Set down all of the data that follows word for word, without the images.

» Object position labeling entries

(begin)

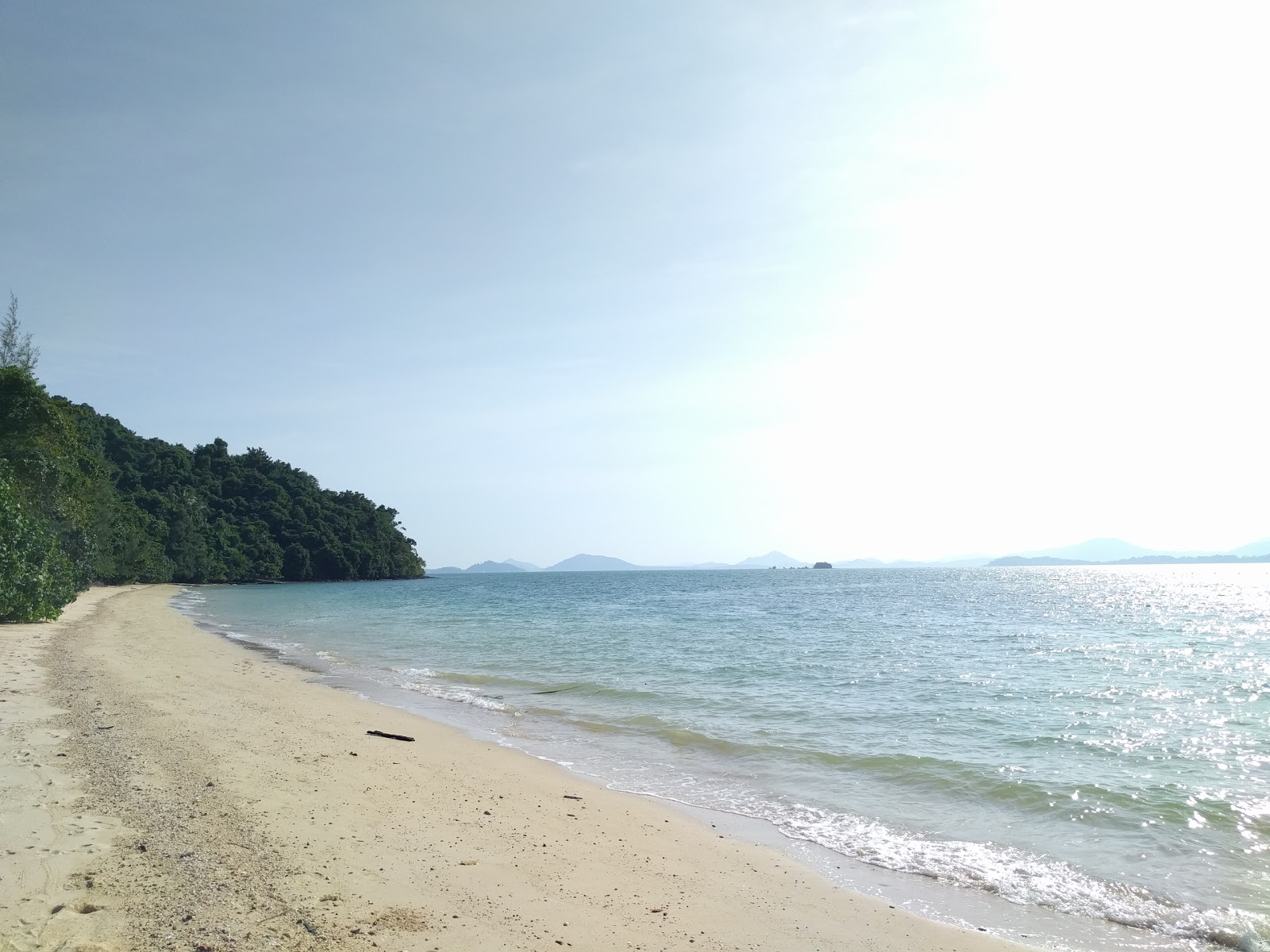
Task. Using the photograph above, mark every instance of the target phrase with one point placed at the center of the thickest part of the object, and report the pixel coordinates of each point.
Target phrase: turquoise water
(1089, 740)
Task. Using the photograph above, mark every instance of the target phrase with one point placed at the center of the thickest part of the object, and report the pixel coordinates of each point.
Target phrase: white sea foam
(1018, 876)
(464, 696)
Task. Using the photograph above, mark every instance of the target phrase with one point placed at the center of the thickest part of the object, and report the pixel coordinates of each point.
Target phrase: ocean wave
(1018, 876)
(448, 692)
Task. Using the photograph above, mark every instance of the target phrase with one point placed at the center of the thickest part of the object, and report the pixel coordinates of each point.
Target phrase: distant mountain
(1136, 560)
(1259, 547)
(1038, 560)
(779, 559)
(584, 562)
(488, 566)
(1095, 550)
(910, 564)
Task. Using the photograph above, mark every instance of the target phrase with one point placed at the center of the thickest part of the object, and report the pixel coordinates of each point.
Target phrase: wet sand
(162, 787)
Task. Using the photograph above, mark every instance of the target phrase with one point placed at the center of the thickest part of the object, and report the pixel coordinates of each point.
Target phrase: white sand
(209, 799)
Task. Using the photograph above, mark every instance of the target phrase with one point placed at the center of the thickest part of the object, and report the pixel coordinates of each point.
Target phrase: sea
(1073, 757)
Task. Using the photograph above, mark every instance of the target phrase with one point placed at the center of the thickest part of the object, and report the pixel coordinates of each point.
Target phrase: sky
(670, 282)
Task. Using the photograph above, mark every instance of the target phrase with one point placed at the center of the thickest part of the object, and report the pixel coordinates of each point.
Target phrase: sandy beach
(164, 789)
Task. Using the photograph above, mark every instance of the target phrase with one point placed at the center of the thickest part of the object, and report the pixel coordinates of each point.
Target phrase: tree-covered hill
(84, 499)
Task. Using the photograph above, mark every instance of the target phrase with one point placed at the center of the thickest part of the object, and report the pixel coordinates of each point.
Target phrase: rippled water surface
(1090, 740)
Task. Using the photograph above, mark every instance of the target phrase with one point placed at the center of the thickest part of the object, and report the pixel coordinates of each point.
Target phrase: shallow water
(1087, 740)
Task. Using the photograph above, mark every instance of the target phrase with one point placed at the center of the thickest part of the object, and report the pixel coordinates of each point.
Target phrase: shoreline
(211, 800)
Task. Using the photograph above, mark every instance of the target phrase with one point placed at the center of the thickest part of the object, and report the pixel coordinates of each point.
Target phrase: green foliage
(89, 501)
(16, 347)
(36, 578)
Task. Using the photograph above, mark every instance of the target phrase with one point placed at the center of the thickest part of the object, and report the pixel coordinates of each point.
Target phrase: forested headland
(84, 499)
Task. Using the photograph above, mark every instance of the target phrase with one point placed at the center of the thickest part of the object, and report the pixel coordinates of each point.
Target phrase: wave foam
(1020, 877)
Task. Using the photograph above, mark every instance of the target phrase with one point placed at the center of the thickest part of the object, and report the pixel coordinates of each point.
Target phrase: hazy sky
(673, 282)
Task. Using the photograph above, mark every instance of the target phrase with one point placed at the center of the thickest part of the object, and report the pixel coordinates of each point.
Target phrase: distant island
(1136, 560)
(84, 499)
(1114, 551)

(end)

» Complete response
Task. Using the photograph above, mark every instance of the target phrase with one point placed at the center of the thickest part of the object, and report the pixel coordinates of each point.
Target phrase: turquoise water
(1089, 740)
Task. Using the photograph above, mark every instance of the target phrase with one point placed at the center of the thickest part of the object, and report the pixel coordinates of each point.
Target phrase: white sea foam
(1018, 876)
(464, 696)
Task. Using the photograph above, mark every instance of the target phrase with one point placed at the center of the thickest part of the object, and report the pixel coordinates of each point.
Target phrase: ocean wave
(1018, 876)
(448, 692)
Task. Using the photograph above, mark every instance of the target phrase with one point placed at the center of the thickest part of the object, and report the pixel coordinates of each point.
Target phrase: distant mountain
(1136, 560)
(1259, 547)
(1038, 560)
(779, 559)
(584, 562)
(488, 566)
(1095, 550)
(910, 564)
Task. Using the photograph above, mark every instance of the target phrase with one point placed at the center of the thickest part of the object, and report the pixel coordinates of each point.
Target phrase: wet sand
(162, 787)
Task. Using the photograph above, mark every instance of the target phrase with one point placed at the center of the thickest part of the object, and report the pixel coordinates of each point.
Target phrase: white sand
(209, 799)
Task. Using the photograph above, mark every instance of the target phrase with one point placed at the center of the thickest part of the object, and report the pixel coordinates of each point.
Target phrase: sea
(1073, 757)
Task. Using the photograph above, mark every instance of the target phrase with one point placed at the center of the thickest part of the object, and report the pixel coordinates of each point.
Target phrase: sky
(670, 282)
Task. Using the photograph above, mark every instance of the target phrase with one point placed at the center of the thickest part of the object, and report the pixel coordinates of each point.
Target phrase: sandy beach
(164, 789)
Task. Using the photograph above, mark every instance of the target phrase with one point placed at the center of the thickest part of the object, and report the pixel coordinates of each point.
Target phrase: tree-covered hill
(84, 499)
Task. Using the photograph above, mark every instance of the target phrase with one point placed at the center of the thickest part of the object, and report the pixel coordinates of each point.
Target phrase: rippled water surface
(1090, 740)
Task. Using the photograph above, mark every instance of the target phrase with one point placed at the center of the thickest part of the object, and report the pixel coordinates of each point.
Target phrase: shallow water
(1087, 740)
Task. Using the photograph above, mark every instance of the target phrase with one point placed at the center of the thickest part of the object, and report the pixel coordinates of each point.
Target phrase: shoreline
(211, 800)
Task. Using the photograph above, mark every instance of the target phrase with one point placed at the center of the thickest part of the object, and report the pixel coordinates of each point.
Target phrase: green foliage
(89, 501)
(16, 347)
(36, 578)
Task. Using the photograph above, mark every instance of the target phrase with one point placed at the center of the thickest part of the object, and report the pixel coordinates of each point.
Target phrase: forested headland
(84, 499)
Task. Using the photograph above, mark every instance of the target phrase with one point placed at the center of the thickest part of the object, and report the pixel coordinates of each point.
Target phrase: wave foam
(1020, 877)
Task. Using the photograph above, mark every instance of the target phrase with one point placed at the center of the thickest part of the object, and report the pixel coordinates of each point.
Target phrase: hazy sky
(673, 282)
Task. Using the photograph above, mark every instance of the target phrase with one point placed at the center of the thickest part of the object, and report the pixel coordinates of each point.
Target phrase: distant island
(1136, 560)
(84, 499)
(1114, 551)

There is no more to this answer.